> _Instruction_
The lines to extract start at the one containing "of the popcorn" and end with the last line; give them exactly and nothing more.

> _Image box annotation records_
---

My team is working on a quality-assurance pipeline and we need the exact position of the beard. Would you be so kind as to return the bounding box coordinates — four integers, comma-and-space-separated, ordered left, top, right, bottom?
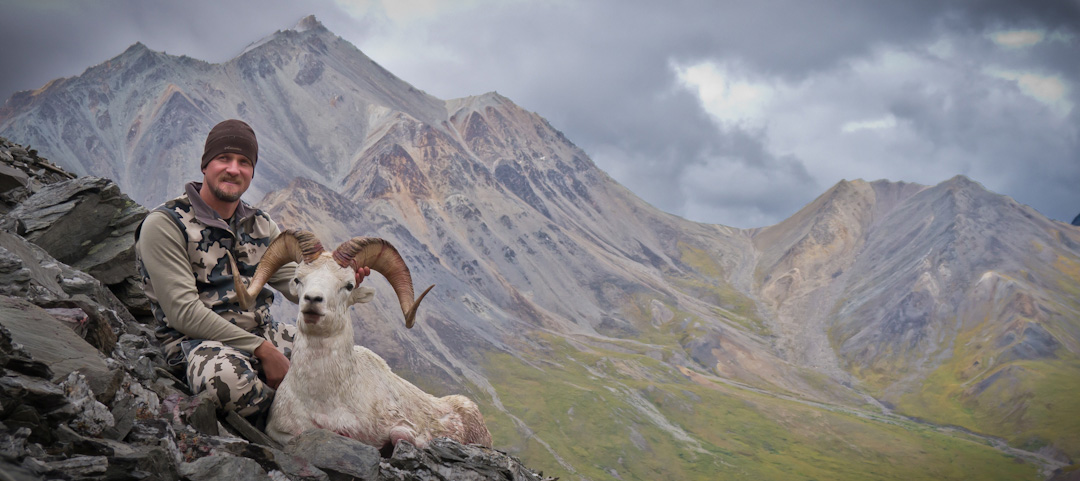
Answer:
210, 179, 244, 202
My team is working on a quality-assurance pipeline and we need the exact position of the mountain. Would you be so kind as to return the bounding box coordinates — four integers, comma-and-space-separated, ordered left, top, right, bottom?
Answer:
0, 17, 1080, 479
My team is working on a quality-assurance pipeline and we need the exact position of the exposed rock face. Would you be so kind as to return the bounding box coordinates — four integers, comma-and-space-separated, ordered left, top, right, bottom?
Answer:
0, 137, 544, 480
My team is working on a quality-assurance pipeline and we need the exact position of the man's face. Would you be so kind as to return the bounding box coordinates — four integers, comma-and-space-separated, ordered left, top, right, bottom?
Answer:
203, 152, 255, 202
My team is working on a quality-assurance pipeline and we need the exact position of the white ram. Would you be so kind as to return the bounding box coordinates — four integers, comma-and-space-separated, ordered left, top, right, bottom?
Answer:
230, 230, 491, 449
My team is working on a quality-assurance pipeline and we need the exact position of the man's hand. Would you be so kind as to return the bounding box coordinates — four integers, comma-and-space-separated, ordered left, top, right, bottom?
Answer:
254, 340, 289, 389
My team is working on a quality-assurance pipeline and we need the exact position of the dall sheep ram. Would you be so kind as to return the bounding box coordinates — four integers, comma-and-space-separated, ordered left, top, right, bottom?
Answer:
230, 230, 491, 449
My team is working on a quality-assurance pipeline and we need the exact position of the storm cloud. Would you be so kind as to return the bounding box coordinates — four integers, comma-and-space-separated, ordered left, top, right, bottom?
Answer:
0, 0, 1080, 227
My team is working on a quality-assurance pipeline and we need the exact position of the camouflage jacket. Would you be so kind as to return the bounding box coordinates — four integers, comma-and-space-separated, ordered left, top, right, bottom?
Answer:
136, 183, 295, 361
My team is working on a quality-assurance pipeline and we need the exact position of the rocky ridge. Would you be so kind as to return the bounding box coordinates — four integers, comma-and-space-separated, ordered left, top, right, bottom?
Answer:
0, 138, 551, 480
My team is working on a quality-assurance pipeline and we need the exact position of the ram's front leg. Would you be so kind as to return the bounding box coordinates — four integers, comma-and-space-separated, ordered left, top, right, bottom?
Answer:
390, 419, 428, 449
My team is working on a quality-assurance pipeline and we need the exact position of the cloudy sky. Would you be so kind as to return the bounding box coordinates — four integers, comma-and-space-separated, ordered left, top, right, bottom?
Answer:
0, 0, 1080, 227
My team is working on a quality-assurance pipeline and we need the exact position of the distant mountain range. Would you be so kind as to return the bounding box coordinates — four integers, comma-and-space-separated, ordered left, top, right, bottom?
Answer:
0, 17, 1080, 479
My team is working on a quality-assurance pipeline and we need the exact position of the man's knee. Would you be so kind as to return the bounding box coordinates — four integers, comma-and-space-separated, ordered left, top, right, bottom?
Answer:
188, 346, 273, 416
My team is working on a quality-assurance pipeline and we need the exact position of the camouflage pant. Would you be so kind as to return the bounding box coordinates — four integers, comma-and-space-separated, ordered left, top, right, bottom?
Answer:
180, 322, 296, 416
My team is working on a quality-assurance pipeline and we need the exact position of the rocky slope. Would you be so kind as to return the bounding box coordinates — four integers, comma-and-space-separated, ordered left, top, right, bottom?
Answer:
0, 138, 543, 480
0, 18, 1080, 479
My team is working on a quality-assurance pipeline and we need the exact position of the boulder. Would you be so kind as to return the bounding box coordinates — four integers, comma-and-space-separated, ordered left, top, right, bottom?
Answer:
285, 429, 381, 480
0, 296, 120, 400
0, 177, 147, 313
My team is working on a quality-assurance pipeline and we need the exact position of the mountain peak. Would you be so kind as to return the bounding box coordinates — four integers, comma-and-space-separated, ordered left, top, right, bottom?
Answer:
293, 15, 326, 31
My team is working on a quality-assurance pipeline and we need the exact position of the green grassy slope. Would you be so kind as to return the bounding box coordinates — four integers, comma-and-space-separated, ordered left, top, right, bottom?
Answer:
481, 334, 1040, 480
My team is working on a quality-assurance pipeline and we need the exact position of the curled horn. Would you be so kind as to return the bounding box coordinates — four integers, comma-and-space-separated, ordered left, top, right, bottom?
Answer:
229, 229, 323, 310
334, 237, 435, 329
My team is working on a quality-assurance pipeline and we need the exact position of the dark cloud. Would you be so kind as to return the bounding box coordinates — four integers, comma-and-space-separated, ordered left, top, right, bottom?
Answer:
0, 0, 1080, 227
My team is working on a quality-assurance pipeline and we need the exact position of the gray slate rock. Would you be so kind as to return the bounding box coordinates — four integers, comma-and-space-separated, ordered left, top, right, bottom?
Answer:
180, 456, 268, 481
0, 296, 121, 400
285, 429, 381, 480
379, 438, 551, 481
0, 177, 147, 313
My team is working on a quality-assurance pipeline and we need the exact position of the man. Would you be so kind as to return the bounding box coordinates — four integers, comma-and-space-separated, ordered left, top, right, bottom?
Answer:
135, 120, 370, 416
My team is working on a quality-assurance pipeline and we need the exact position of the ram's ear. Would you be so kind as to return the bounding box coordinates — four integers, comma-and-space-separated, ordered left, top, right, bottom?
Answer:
351, 285, 375, 304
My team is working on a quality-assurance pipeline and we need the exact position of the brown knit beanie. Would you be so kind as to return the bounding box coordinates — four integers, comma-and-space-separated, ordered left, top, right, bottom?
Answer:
200, 119, 259, 170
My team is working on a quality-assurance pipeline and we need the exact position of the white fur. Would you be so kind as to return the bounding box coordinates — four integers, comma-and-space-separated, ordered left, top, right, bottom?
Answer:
267, 253, 491, 447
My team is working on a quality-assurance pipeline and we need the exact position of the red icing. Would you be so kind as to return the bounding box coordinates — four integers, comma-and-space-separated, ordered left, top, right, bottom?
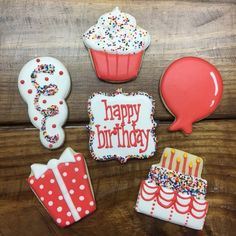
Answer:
168, 152, 175, 170
140, 181, 208, 219
28, 154, 96, 227
160, 57, 223, 134
90, 49, 143, 82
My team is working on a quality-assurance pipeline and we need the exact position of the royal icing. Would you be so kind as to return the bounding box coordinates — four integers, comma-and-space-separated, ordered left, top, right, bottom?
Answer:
135, 148, 208, 230
160, 57, 223, 134
18, 57, 70, 149
88, 90, 156, 162
83, 7, 150, 54
28, 148, 96, 227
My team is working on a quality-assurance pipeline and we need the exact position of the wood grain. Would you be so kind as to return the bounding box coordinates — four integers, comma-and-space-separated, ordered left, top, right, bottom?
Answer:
0, 0, 236, 236
0, 120, 236, 236
0, 0, 236, 124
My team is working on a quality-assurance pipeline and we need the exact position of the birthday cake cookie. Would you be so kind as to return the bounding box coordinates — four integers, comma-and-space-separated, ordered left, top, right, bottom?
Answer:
83, 7, 150, 83
18, 57, 71, 149
88, 90, 156, 163
135, 148, 208, 230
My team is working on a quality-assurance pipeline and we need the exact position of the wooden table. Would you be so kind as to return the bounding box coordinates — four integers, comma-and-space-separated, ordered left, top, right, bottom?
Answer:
0, 0, 236, 236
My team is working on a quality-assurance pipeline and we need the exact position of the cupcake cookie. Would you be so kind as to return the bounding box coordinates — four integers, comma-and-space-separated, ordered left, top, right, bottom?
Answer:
83, 7, 150, 83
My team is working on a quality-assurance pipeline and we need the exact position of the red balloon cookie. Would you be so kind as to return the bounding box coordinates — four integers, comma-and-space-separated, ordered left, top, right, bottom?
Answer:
160, 57, 223, 134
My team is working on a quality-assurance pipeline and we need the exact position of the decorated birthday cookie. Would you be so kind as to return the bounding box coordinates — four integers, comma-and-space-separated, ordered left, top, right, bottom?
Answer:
83, 7, 150, 83
28, 148, 96, 227
88, 90, 156, 163
135, 148, 208, 230
18, 57, 71, 149
160, 57, 223, 134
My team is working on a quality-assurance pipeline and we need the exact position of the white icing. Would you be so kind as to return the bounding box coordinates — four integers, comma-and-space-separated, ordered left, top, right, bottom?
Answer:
83, 7, 150, 54
135, 180, 206, 230
89, 93, 156, 162
18, 57, 71, 149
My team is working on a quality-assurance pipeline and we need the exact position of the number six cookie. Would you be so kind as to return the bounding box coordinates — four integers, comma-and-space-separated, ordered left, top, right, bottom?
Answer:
18, 57, 71, 149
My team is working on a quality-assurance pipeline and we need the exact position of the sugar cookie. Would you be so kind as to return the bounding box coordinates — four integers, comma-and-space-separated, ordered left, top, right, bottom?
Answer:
28, 148, 96, 227
135, 148, 208, 230
160, 57, 223, 134
18, 57, 71, 149
88, 90, 156, 163
83, 7, 150, 83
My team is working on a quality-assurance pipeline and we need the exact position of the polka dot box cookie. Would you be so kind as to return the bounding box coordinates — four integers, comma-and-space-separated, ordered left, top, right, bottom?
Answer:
28, 148, 96, 227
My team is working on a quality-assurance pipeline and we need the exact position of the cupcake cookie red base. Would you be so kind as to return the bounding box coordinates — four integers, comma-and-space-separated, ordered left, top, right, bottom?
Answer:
83, 8, 150, 83
90, 49, 144, 83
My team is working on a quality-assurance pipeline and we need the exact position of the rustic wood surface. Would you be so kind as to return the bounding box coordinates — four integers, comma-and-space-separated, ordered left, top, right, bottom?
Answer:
0, 0, 236, 236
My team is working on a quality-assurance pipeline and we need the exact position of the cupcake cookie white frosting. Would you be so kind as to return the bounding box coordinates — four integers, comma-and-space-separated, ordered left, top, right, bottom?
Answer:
83, 7, 150, 54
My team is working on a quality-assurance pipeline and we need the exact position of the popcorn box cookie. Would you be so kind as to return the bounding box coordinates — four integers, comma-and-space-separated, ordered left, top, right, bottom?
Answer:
88, 90, 156, 163
135, 148, 208, 230
83, 7, 150, 83
18, 57, 71, 149
28, 148, 96, 227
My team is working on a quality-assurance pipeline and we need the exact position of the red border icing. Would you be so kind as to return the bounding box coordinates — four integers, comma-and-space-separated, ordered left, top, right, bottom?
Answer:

---

> _Result_
My team is working on a quality-assurance pipeline and we need the exact position of the popcorn box cookie. Would you be so kind as to return the bounding box coordinates — four integers, comma-and-space-separated, ordered left, top, right, bottom?
Answer:
88, 90, 156, 163
135, 148, 208, 230
83, 7, 150, 83
18, 57, 71, 149
28, 148, 96, 227
My team is working on a quality-assurance pipeline and we need the exact position of the red border icing. Would you be so kind as to return the bounding box coordinates — four integers, comma-and-space-separated, ordered left, top, right, bottom?
Answer:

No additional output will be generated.